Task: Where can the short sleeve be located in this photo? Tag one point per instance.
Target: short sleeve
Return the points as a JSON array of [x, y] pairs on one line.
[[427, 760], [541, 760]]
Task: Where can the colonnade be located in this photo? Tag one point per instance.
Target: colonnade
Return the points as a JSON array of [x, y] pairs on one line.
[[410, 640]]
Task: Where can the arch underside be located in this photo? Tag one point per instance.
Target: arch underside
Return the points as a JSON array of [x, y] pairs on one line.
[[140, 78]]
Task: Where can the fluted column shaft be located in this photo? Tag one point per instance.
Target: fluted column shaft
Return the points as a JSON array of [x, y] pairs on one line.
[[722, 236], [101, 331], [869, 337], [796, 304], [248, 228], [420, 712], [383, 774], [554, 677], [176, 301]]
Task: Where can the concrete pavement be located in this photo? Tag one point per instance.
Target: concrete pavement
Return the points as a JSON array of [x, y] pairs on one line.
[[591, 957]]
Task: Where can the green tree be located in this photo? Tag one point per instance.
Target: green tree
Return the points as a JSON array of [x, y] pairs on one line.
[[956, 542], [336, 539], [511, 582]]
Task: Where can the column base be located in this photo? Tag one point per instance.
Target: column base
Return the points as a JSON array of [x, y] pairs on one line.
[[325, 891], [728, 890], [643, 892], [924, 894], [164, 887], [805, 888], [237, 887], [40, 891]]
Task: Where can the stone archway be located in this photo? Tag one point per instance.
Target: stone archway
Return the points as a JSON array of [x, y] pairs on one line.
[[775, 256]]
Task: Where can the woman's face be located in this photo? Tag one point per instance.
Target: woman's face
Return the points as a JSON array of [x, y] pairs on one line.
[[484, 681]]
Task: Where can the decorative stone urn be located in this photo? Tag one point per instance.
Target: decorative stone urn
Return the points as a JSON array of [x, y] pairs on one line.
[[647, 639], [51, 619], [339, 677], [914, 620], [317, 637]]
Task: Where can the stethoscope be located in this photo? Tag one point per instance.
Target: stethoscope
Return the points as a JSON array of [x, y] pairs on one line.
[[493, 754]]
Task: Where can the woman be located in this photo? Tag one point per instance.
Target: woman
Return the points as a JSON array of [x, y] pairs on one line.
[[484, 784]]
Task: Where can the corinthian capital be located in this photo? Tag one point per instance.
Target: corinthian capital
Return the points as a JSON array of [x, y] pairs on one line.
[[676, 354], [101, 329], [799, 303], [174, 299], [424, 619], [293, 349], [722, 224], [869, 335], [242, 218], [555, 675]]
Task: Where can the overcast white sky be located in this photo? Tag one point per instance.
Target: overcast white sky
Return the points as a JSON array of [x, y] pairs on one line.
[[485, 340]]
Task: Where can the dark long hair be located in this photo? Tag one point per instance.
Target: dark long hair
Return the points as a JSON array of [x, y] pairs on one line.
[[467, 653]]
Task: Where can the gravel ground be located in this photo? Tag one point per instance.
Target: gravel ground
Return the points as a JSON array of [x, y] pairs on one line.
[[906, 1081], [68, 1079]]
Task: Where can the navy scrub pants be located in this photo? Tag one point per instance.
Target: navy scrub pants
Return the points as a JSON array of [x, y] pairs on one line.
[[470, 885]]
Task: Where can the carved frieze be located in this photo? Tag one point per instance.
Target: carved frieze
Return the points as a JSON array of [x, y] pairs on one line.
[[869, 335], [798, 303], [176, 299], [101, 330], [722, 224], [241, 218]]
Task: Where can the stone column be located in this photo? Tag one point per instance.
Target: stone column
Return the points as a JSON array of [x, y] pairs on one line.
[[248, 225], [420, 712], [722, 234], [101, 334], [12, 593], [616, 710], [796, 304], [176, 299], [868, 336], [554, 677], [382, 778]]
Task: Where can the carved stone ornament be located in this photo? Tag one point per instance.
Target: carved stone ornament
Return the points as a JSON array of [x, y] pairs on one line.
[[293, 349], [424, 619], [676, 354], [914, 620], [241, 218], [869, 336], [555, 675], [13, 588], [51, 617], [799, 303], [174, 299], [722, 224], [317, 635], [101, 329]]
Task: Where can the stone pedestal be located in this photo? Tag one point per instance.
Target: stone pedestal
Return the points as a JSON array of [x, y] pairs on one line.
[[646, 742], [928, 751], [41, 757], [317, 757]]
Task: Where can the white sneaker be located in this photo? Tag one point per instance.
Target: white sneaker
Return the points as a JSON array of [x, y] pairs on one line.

•••••

Can you render the data above, between the lines holding "Task: Where can the woman's" and "[[493, 754]]" inclusive, as a Markdown table with a Row column numbering each line and a Line column giving its text, with blank lines left out?

| Row | Line |
|---|---|
| 1 | Task: Where can the woman's face be located in this photo? Tag one point per instance. |
| 2 | Target: woman's face |
| 3 | Return the points as a JSON array of [x, y] pairs on one line. |
| 4 | [[484, 681]] |
| 5 | Task: Where can the decorative stone urn be located in this photo? Tag one point per instance. |
| 6 | Target: decorative stone urn |
| 7 | Return the points as a JSON array of [x, y] pairs on one line. |
| 8 | [[647, 639], [51, 619], [339, 677], [914, 620], [317, 637]] |
| 9 | Task: Where can the stethoscope be located in this photo? Tag one point per instance. |
| 10 | Target: stethoscope |
| 11 | Return the points as a JSON array of [x, y] pairs on one line. |
| 12 | [[493, 754]] |